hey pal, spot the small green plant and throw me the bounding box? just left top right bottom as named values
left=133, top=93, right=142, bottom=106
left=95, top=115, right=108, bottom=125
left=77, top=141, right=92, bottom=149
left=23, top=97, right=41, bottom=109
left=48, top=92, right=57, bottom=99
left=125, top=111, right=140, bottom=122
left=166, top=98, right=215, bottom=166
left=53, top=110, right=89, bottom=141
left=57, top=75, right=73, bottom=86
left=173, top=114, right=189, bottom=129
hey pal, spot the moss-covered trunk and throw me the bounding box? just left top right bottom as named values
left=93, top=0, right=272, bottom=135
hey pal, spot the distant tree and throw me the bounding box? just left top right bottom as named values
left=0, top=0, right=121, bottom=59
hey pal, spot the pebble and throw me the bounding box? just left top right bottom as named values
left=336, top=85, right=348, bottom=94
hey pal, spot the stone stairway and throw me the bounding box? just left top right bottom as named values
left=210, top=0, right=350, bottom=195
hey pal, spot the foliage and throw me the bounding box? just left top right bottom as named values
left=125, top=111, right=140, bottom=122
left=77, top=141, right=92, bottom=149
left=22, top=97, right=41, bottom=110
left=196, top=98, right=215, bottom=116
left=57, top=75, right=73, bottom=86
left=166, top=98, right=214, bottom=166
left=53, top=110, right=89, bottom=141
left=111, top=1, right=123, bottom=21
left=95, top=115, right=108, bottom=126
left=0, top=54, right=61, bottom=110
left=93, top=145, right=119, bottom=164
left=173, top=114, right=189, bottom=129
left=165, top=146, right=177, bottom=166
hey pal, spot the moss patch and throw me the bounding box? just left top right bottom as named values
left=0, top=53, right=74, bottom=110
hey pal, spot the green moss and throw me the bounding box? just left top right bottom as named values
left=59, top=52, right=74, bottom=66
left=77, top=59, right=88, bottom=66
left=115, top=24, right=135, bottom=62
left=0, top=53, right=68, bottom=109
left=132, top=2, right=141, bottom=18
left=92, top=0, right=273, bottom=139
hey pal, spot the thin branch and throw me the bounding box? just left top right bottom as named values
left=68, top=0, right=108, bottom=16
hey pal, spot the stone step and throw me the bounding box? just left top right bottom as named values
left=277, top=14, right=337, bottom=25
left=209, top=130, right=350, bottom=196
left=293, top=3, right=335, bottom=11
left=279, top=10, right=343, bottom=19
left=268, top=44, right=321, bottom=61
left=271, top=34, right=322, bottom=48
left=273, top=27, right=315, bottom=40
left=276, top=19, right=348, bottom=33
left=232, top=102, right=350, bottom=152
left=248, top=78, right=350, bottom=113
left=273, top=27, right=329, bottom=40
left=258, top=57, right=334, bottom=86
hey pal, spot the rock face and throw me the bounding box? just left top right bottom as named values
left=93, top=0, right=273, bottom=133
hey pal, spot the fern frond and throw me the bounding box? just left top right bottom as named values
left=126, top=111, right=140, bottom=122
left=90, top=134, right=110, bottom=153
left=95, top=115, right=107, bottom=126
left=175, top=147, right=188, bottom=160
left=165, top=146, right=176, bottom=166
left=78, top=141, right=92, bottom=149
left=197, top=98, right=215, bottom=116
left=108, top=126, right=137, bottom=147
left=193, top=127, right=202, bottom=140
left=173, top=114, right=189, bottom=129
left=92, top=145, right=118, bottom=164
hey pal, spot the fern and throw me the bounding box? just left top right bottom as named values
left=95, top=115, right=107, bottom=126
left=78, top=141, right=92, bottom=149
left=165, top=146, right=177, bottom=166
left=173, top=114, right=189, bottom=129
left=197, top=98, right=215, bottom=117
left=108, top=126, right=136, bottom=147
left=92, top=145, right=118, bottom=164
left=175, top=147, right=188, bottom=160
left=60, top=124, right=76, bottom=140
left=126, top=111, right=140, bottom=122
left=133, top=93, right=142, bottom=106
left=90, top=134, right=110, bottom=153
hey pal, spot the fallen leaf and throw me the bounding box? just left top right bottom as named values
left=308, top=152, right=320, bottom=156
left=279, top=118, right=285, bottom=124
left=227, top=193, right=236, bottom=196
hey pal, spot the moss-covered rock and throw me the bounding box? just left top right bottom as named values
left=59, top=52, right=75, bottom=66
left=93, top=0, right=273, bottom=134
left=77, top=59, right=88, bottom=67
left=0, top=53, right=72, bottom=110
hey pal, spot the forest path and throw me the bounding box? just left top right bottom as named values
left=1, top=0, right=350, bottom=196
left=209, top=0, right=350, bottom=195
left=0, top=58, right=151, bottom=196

▶ EXERCISE DETAILS: Every record is to be retyped exactly as given.

▶ SOLVED PROBLEM:
hey pal, spot the small green plant and throw me the bounding box? just left top right bottom as named values
left=133, top=93, right=142, bottom=106
left=95, top=115, right=108, bottom=125
left=77, top=141, right=92, bottom=149
left=23, top=97, right=41, bottom=109
left=48, top=92, right=57, bottom=99
left=125, top=111, right=140, bottom=122
left=166, top=98, right=215, bottom=166
left=53, top=110, right=89, bottom=141
left=57, top=75, right=73, bottom=86
left=173, top=114, right=189, bottom=129
hey pal, spot the moss-covered trunk and throw me the bounding box? just left top right bottom as named values
left=93, top=0, right=272, bottom=135
hey pal, spot the distant tree and throw me the bounding box? just left top right bottom as named values
left=0, top=0, right=121, bottom=59
hey pal, spot the pebble and throw me the bounding box? just left top right bottom as named values
left=336, top=85, right=348, bottom=94
hey pal, spot the stone stairway and throw me the bounding box? just left top right bottom as named values
left=210, top=0, right=350, bottom=195
hey pal, spot the foliage and throw me the bounding box? just left top right bottom as named values
left=125, top=111, right=140, bottom=122
left=77, top=141, right=92, bottom=149
left=22, top=97, right=41, bottom=110
left=196, top=98, right=215, bottom=116
left=57, top=75, right=73, bottom=86
left=166, top=98, right=214, bottom=166
left=53, top=110, right=89, bottom=141
left=111, top=1, right=123, bottom=21
left=95, top=115, right=108, bottom=126
left=0, top=54, right=61, bottom=110
left=93, top=145, right=119, bottom=164
left=173, top=114, right=189, bottom=129
left=165, top=146, right=177, bottom=166
hey pal, spot the moss patch and throw me the bounding box? just left top right bottom as named values
left=0, top=53, right=74, bottom=110
hey pal, spot the green moss and throw me the bounding box? just left top right bottom as named values
left=59, top=52, right=74, bottom=66
left=77, top=59, right=88, bottom=66
left=115, top=24, right=135, bottom=62
left=0, top=53, right=68, bottom=109
left=132, top=2, right=141, bottom=18
left=92, top=0, right=273, bottom=139
hey pal, spot the thin branch and throw me the bounding box? just left top right bottom as named values
left=68, top=0, right=108, bottom=16
hey pal, spot the stone step and throw me the bounding box? just left top right bottom as named values
left=277, top=14, right=337, bottom=25
left=209, top=130, right=350, bottom=196
left=293, top=3, right=335, bottom=11
left=279, top=10, right=343, bottom=19
left=268, top=44, right=321, bottom=61
left=271, top=34, right=322, bottom=48
left=273, top=27, right=315, bottom=40
left=276, top=19, right=348, bottom=33
left=232, top=102, right=350, bottom=152
left=248, top=78, right=350, bottom=113
left=273, top=27, right=329, bottom=40
left=258, top=57, right=334, bottom=86
hey pal, spot the rock face and throw me the bounding box? just left top right bottom as named values
left=93, top=0, right=273, bottom=133
hey pal, spot the fern frond and throw me the bounding box? just left top right bottom as named values
left=126, top=111, right=140, bottom=122
left=90, top=134, right=110, bottom=153
left=95, top=115, right=107, bottom=126
left=175, top=147, right=188, bottom=160
left=165, top=146, right=176, bottom=166
left=78, top=141, right=92, bottom=149
left=197, top=98, right=215, bottom=116
left=108, top=126, right=137, bottom=147
left=193, top=127, right=202, bottom=140
left=173, top=114, right=189, bottom=129
left=92, top=145, right=118, bottom=164
hey pal, spot the fern and throw me the bounding box? just left top right bottom as named values
left=95, top=115, right=107, bottom=126
left=78, top=141, right=92, bottom=149
left=165, top=146, right=177, bottom=166
left=173, top=114, right=189, bottom=129
left=197, top=98, right=215, bottom=117
left=108, top=126, right=136, bottom=147
left=92, top=145, right=118, bottom=164
left=175, top=147, right=188, bottom=160
left=60, top=124, right=76, bottom=140
left=126, top=111, right=140, bottom=122
left=133, top=93, right=142, bottom=106
left=90, top=134, right=110, bottom=153
hey pal, spot the fallen leaf and throw me the bounding box? just left top right bottom as named values
left=308, top=152, right=320, bottom=156
left=279, top=118, right=285, bottom=124
left=227, top=193, right=236, bottom=196
hey pal, spot the moss-covered rock and throw me the bounding box? just left top right bottom as named values
left=59, top=52, right=75, bottom=66
left=93, top=0, right=273, bottom=134
left=77, top=59, right=88, bottom=67
left=0, top=53, right=72, bottom=110
hey pal, spot the forest path and throw me the bounding box? just left top right bottom as named values
left=1, top=0, right=350, bottom=196
left=209, top=0, right=350, bottom=195
left=0, top=58, right=151, bottom=196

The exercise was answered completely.